* **SUAS TAREFAS**:
[1] Segundo o texto sobre o esporte no Brasil, em que ano foi escrito o texto eternizado no vídeo?
[2] Dê continuidade ao texto sobre o esporte no Brasil, começando logo após a última frase apresentada.

* **TEXTO DA PÁGINA**:
Quantos atletas foram beneficiados com o legado do Pan 2007 e quantos serão com o legado da Olimpíada 2016? Onde está este legado se os jovens não têm acesso aos centros esportivos, seja por localização, seja por falta de projetos sociais?



Quantos milhões estão sendo destinados ao esporte adulto com o discurso de que o foco no Brasil é estar entre os melhores em 2016 e para isso precisamos alavancar o esporte profissional? Quanto tempo ainda levaremos pra entender que formação esportiva leva tempo e não leva o tempo de um mandato de governo? Quantas gerações ainda serão desperdiçadas no momento em que ainda estamos olhando pra ponta ao invés de focarmos na formação, na educação, na base?


Texto que foi eternizado neste vídeo. Escrito em 2008,  está mais atual do que nunca. 


Quem lê o que escrevo nesse post e não me conhece pode até pensar que desisti do esporte e que não acredito em um futuro melhor. Mas é exatamente ao contrário. Preferi falar de nossa pequenez ao invés da grandeza, pra mostrar o quanto somos fortes mesmo com todas essas situações que as vezes parecem desencorajadoras.

E se temos algum nome mundialmente, se temos bons trabalhos espalhados pelo País (mesmo que muitas vezes "escondido") é porque temos profissionais que não desistem de fazer um bom trabalho, que amam o que fazem e que ainda acumulam energia suficiente para seguir em frente. Assim como temos um povo batalhador, que chega em casa tarde e acorda cedo para se dedicar, trabalhar duro e tentar "ser alguém", apesar de muitas vezes as situações e os "ventos" não estarem muito a favor. É por isso que ainda temos grandes nomes e grandes talentos. Porque somos grandes, porque nossa grandeza está dentro de nós, mas não está (infelizmente) ainda em nossa estrutura, em quem pensa o esporte no Brasil, em boa parte dos nossos gestores.

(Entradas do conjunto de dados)
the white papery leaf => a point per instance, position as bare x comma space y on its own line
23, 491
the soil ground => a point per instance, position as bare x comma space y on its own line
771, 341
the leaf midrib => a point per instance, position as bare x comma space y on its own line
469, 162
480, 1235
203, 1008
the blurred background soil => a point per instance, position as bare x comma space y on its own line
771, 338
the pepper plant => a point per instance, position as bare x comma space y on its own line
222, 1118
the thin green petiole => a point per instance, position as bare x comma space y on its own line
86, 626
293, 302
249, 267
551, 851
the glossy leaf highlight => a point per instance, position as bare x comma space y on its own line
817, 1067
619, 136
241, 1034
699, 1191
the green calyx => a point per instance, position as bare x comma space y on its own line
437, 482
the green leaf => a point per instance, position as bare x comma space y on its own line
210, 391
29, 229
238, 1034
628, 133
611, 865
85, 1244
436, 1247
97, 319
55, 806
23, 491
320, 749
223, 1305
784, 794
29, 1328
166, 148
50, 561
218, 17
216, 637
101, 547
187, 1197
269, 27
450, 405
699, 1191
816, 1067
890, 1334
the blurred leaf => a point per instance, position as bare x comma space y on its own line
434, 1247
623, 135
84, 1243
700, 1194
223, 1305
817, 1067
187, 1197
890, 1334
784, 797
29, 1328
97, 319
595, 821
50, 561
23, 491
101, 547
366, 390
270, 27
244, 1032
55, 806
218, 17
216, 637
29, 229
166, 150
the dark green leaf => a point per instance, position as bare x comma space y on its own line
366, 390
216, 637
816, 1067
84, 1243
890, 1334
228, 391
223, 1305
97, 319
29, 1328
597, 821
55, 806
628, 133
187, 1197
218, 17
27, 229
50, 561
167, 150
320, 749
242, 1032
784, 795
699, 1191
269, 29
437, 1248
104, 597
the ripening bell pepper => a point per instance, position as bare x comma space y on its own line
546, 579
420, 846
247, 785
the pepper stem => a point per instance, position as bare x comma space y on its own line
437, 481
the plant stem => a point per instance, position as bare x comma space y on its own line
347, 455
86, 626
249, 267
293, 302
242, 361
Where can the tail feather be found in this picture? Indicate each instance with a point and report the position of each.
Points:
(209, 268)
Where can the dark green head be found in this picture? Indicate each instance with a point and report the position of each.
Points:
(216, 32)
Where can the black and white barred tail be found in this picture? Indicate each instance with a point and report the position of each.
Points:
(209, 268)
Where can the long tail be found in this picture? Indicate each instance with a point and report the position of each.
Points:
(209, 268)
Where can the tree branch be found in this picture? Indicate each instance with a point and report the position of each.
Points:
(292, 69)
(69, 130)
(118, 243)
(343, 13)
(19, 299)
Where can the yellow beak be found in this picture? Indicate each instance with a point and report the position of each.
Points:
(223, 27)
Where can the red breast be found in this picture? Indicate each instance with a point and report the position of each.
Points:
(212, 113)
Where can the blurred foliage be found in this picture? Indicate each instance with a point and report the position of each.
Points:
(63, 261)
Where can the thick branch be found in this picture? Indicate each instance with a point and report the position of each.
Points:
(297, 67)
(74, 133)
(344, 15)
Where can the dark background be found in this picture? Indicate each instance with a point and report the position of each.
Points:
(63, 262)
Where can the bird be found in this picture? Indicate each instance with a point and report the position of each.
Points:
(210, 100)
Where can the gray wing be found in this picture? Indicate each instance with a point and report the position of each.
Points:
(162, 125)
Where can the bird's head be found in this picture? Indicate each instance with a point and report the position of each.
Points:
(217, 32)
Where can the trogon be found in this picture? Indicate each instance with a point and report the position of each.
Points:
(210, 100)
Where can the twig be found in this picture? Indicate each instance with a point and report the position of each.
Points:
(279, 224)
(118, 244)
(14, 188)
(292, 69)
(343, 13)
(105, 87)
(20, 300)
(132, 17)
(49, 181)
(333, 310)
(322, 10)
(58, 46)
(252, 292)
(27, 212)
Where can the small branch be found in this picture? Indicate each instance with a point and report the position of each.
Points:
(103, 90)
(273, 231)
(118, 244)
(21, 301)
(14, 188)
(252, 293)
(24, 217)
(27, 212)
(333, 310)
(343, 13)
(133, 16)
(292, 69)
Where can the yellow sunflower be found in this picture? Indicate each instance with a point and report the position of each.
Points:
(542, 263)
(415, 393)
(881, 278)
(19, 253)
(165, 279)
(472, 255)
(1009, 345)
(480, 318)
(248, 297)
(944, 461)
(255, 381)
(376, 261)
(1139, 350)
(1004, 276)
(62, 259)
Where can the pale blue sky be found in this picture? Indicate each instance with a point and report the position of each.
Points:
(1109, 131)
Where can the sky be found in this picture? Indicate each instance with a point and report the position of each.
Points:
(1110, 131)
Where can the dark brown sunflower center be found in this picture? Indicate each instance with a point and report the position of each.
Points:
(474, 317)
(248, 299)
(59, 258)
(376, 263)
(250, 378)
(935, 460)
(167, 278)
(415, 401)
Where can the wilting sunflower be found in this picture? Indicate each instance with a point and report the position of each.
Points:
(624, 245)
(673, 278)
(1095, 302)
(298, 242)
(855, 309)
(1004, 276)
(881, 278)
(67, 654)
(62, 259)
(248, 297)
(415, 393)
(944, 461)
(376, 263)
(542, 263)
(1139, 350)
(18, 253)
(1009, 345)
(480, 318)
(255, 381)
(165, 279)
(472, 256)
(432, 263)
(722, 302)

* **RESPOSTAS EM ORDEM**:
[1] Em 2008.

[2]
Me incomodo bastante com a forma "florida" que muitas vezes falamos do esporte no Brasil como se tudo estivesse bem. E este desabafo, proporcionado por um simples vídeo de um minuto de duração deverá ser a tônica do blog neste ano. Quero postar mostrando que temos falhas, que precisamos melhorar, e claro, sugerindo propostas de mudanças. Pensar em formação de qualidade não envolve apenas esporte, envolve economia, repasse de verbas a quem e onde precisa, projetos esportivos associados a urbanos e vinculados a projetos de saúde, um bom entendimento do que é formar bem por parte da mídia, plano de formação de bons professores com bons currículos e não currículos enxutos que formam com rapidez futuros professores sem base. Enfim, é muito mais do que aparece apenas nos noticiários esportivos da hora do almoço.

Nossa grandeza precisa aparecer em várias frentes, pois senão seremos pequenos com dimensão geográfica enorme e com discurso distorcido da realidade. Entre o que aparece na tv e o que acontece no dia a dia há um abismo enorme.

A grandeza de muitos atletas fez com que eles superassem muitas adversidades que acontecem com quem tenta ser atleta profissional no Brasil e nos encheu de orgulho nos representando ao longo dos anos em diversos esportes. Mas muitos mesmo tendo essa grandeza dentro de si, não conseguiram superar muitos dos obstáculos aqui citados e sucumbiram no meio do caminho, tornando-se "pessoas comuns", seguindo suas vidas sem a chance de tentar realizar seus sonhos. Esses não aparecem nas estatísticas, estão escondidos no meio de tantos outros brasileiros e essa é a prova de que não basta grandeza interior para desenvolver-se. É necessário estrutura, apoio e formação de qualidade. Ainda nos falta esses três pilares para sermos grandes.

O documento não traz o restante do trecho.